======== Provided material
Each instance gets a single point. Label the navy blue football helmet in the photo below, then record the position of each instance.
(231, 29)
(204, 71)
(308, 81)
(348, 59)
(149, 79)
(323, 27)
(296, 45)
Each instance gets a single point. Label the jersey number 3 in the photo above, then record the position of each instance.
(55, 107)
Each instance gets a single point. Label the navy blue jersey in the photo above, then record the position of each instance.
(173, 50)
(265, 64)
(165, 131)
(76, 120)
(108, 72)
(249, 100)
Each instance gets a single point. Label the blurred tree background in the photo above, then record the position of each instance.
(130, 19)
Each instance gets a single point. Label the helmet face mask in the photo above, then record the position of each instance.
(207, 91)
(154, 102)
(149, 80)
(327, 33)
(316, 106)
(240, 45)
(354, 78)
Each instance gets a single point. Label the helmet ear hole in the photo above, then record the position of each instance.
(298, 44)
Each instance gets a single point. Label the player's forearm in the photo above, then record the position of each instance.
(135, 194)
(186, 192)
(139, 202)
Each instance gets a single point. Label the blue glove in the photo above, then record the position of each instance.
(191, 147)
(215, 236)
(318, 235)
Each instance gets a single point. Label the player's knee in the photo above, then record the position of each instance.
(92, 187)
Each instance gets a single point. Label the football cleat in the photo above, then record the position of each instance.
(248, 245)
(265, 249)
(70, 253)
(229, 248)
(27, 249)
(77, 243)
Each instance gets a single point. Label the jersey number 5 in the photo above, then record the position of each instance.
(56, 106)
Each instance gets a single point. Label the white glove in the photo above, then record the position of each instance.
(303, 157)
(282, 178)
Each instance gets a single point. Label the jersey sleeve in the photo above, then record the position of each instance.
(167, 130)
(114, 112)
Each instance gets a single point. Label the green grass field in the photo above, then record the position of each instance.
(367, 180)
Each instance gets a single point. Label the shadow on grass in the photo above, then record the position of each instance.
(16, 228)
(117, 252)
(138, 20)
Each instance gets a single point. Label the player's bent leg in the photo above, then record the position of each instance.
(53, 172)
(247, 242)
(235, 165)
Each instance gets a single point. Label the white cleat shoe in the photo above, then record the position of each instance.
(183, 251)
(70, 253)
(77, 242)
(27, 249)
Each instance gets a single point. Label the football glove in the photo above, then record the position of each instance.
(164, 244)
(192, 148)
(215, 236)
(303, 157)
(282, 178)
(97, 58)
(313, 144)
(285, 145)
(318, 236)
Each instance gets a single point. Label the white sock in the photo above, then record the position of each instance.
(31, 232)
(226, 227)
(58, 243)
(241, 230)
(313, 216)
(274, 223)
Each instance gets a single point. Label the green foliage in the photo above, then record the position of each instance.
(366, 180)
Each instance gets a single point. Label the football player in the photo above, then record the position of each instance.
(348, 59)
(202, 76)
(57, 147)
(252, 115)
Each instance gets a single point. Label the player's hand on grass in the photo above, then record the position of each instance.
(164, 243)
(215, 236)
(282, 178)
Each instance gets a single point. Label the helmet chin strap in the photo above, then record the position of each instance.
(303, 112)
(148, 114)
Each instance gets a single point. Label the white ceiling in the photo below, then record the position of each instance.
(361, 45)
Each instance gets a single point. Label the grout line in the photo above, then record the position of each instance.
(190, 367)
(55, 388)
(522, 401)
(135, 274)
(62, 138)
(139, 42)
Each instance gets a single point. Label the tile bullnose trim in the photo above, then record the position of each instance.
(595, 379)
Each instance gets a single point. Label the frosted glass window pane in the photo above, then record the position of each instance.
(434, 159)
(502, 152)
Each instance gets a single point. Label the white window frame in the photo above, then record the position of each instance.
================
▶ Required task
Express the records above as a JSON list of strings, with one string for each line and any blank lines omitted.

▶ Task response
[
  "Each instance gets a single point. Label the navy blue football helmet in the photo below, then record the position of each instance.",
  "(231, 29)",
  "(204, 71)",
  "(308, 81)",
  "(348, 59)",
  "(149, 79)",
  "(323, 27)",
  "(296, 45)",
  "Each instance gets a single point. Label the jersey number 3 in the photo above, then record the position of each instance.",
  "(55, 107)",
  "Each instance gets a single point. Label the navy blue jersey in the photo above, then record the position of each instance.",
  "(173, 50)",
  "(265, 64)",
  "(165, 131)",
  "(76, 120)",
  "(108, 72)",
  "(249, 100)",
  "Each instance gets a single point. Label the blurred tree background in the photo above, then record the position of each instance.",
  "(130, 19)",
  "Each instance gets a single point. Label the helmet face mask in the photo above, then record the position of each instance.",
  "(207, 91)",
  "(154, 102)",
  "(149, 80)",
  "(327, 33)",
  "(316, 106)",
  "(240, 45)",
  "(354, 78)",
  "Each instance gets a single point. Label the helmet ear hole in the photo above, then record the position of each instance.",
  "(298, 44)",
  "Each instance gets a single point. Label the player's forearm in the photo above, then record the position of each instance.",
  "(135, 194)",
  "(186, 192)",
  "(139, 202)",
  "Each instance gets a single point. Label the blue glove in the photo above, then record the position of each instance.",
  "(191, 147)",
  "(215, 236)",
  "(318, 235)",
  "Each instance gets a single point. Label the player's knee in the photo above, then record the position of each instance.",
  "(92, 187)",
  "Each instance gets a single point. Label the football cleat in the photo above, then record the position of each instance.",
  "(248, 245)",
  "(265, 249)",
  "(70, 253)",
  "(229, 248)",
  "(27, 249)",
  "(77, 243)",
  "Each instance gets a single point. Label the jersey number 5 in the photo above, then record the position of each instance.",
  "(56, 106)",
  "Each instance gets a single point. Label the white glove in the photo above, then record the position of each instance.",
  "(303, 157)",
  "(282, 178)",
  "Each instance gets a single point. Label the jersey sleeve in the photo above, then record the position of each instance.",
  "(167, 130)",
  "(114, 112)",
  "Each instance gets a single point. Label the green grass field in the photo above, then record the position of each instance.",
  "(367, 180)",
  "Each instance gets a single point. Label the shadow on grass in the photo above, then record the position of each instance.",
  "(16, 228)",
  "(117, 252)",
  "(138, 20)",
  "Each instance gets a single point. Label the player's bent leg in the photo above, then record the position of each instance.",
  "(53, 172)",
  "(247, 242)",
  "(235, 165)",
  "Each instance gets a single point. Label the white cleat shoe in the photo above, then record the position of each instance.",
  "(183, 251)",
  "(70, 253)",
  "(77, 242)",
  "(27, 249)",
  "Each instance gets a single point. Label the football glove in the photo above, then record the position of each instance.",
  "(164, 244)",
  "(192, 148)",
  "(215, 236)",
  "(303, 157)",
  "(282, 178)",
  "(97, 58)",
  "(313, 144)",
  "(285, 145)",
  "(318, 236)",
  "Each instance gets a single point. Label the white sock in the photo above, then record the position of each instance.",
  "(31, 232)",
  "(226, 227)",
  "(58, 243)",
  "(241, 230)",
  "(313, 216)",
  "(274, 223)",
  "Each instance gets a single point. Label the green foliage in the photo above, then record the position of each instance.",
  "(366, 180)",
  "Each instance gets a single point. Label the football player in the photo above, then record the position of each instance.",
  "(348, 59)",
  "(202, 76)",
  "(57, 147)",
  "(252, 115)",
  "Each instance gets a single point. Label the player's hand on grass in the photo above, then record the position of each instance.",
  "(164, 243)",
  "(215, 236)",
  "(282, 178)",
  "Each instance gets a single point. Label the helmet chin strap in the photo above, then record the position of each instance.",
  "(303, 112)",
  "(148, 114)",
  "Each instance gets a single point. Label the white ceiling in the photo below, then record the position of each instance.",
  "(361, 45)",
  "Each instance gets a single point. Label the grout line in the photo above, then record the position of each instance.",
  "(190, 367)",
  "(55, 388)",
  "(522, 401)",
  "(135, 274)",
  "(62, 138)",
  "(139, 42)",
  "Each instance gets a single point. Label the tile bullnose trim in the photo above, then record the position of each instance.",
  "(595, 379)",
  "Each instance gets a single point. Label the frosted glass window pane in the photo above, then record the position of each instance.",
  "(434, 159)",
  "(502, 152)",
  "Each instance gets a single point. Label the white window frame in the photo above, then record the position of each instance."
]